== TREŚĆ DOKUMENTU ==
---*---

Za każdym razem, kiedy zbliża się początek nowego sezonu z rozrzewnieniem patrzę na swoje wcześniejsze posty, zaglądam do notatnika, gdzie zapisuję ubrania, które powinnam mieć w swojej szafie i nosić je najczęściej jak tylko się da. Z rozrzewnieniem, bo niestety najczęściej z górnolotnych planów pozostają tylko miłe wspomnienia i przyjemne dla oka zdjęcia mody ulicznej zapisane na tablicy w Pintereście. W dzisiejszym poście pokażę Wam 5 ubrań, których nie miałam okazji założyć tego lata (chociaż może jeszcze się uda, kto wie?). Powodów było kilka: braki w szafie, braki w portfelu, braki w sklepach, ale przede wszystkim moje totalne zapominalstwo i…przyzwyczajenie do tego co znoszone, lubiane, powyciągane. Gdybym postarała się bardziej lista mogłaby być o wiele dłuższa, ale zależało mi na pokazaniu Wam tylko kilku najważniejszych elementów garderoby, które poległy zapomniane na dnie szafy albo nie pojawiły się w niej wcale.

---*---

== POLECENIA ==
A - Proszę policzyć wiersze wpisów, w których występuje słowo „this”, i podać wyłącznie tę liczbę.
B - Proszę napisać dalszy ciąg tekstu o ubraniach nienoszonych tego lata, zaczynając od miejsca po jego ostatnim zdaniu.

== WPISY ==
---*---

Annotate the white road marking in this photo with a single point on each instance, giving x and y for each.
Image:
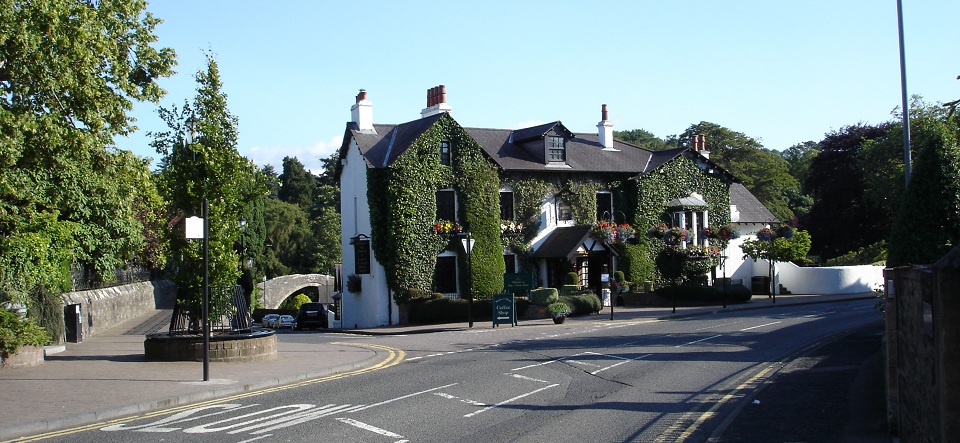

---*---

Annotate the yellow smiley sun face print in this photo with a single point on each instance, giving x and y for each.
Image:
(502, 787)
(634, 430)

---*---

== ODPOWIEDZI KOLEJNO ==
A - 2

B -
| SZORTY |
Zdecydowanie największy przegrany tegorocznych wakacji. Nie chciałabym napisać, że to z racji wieku, czy niedoskonałości figury (nawet jeśli, to kto by się tym przejmował, kiedy za oknem piekarnik), bo nie byłoby to zgodne z prawdą. Szorty kupiłam jeszcze w marcu, kiedy o ciepłym lecie mogłam sobie tylko pomarzyć. Lekkie, bawełniane, o idealnej długości, nie pokazujące za dużo, ale też nie przypominające barchanowych gatek. Ot, zwykłe szorty jakich wiele. Wyszłam w nich raz – na spacer z psem – i czułam się goła. Może to dlatego, że idealnie dopasowały się do figury, nie były wystarczająco szerokie, tak jak moje ulubione ostatnio bermudy. Te ostatnie sprawdziły się podczas najgorszych upałów. Przewiewne i wygodne. Obawiam się, że zdetronizowały szorty na kilka sezonów.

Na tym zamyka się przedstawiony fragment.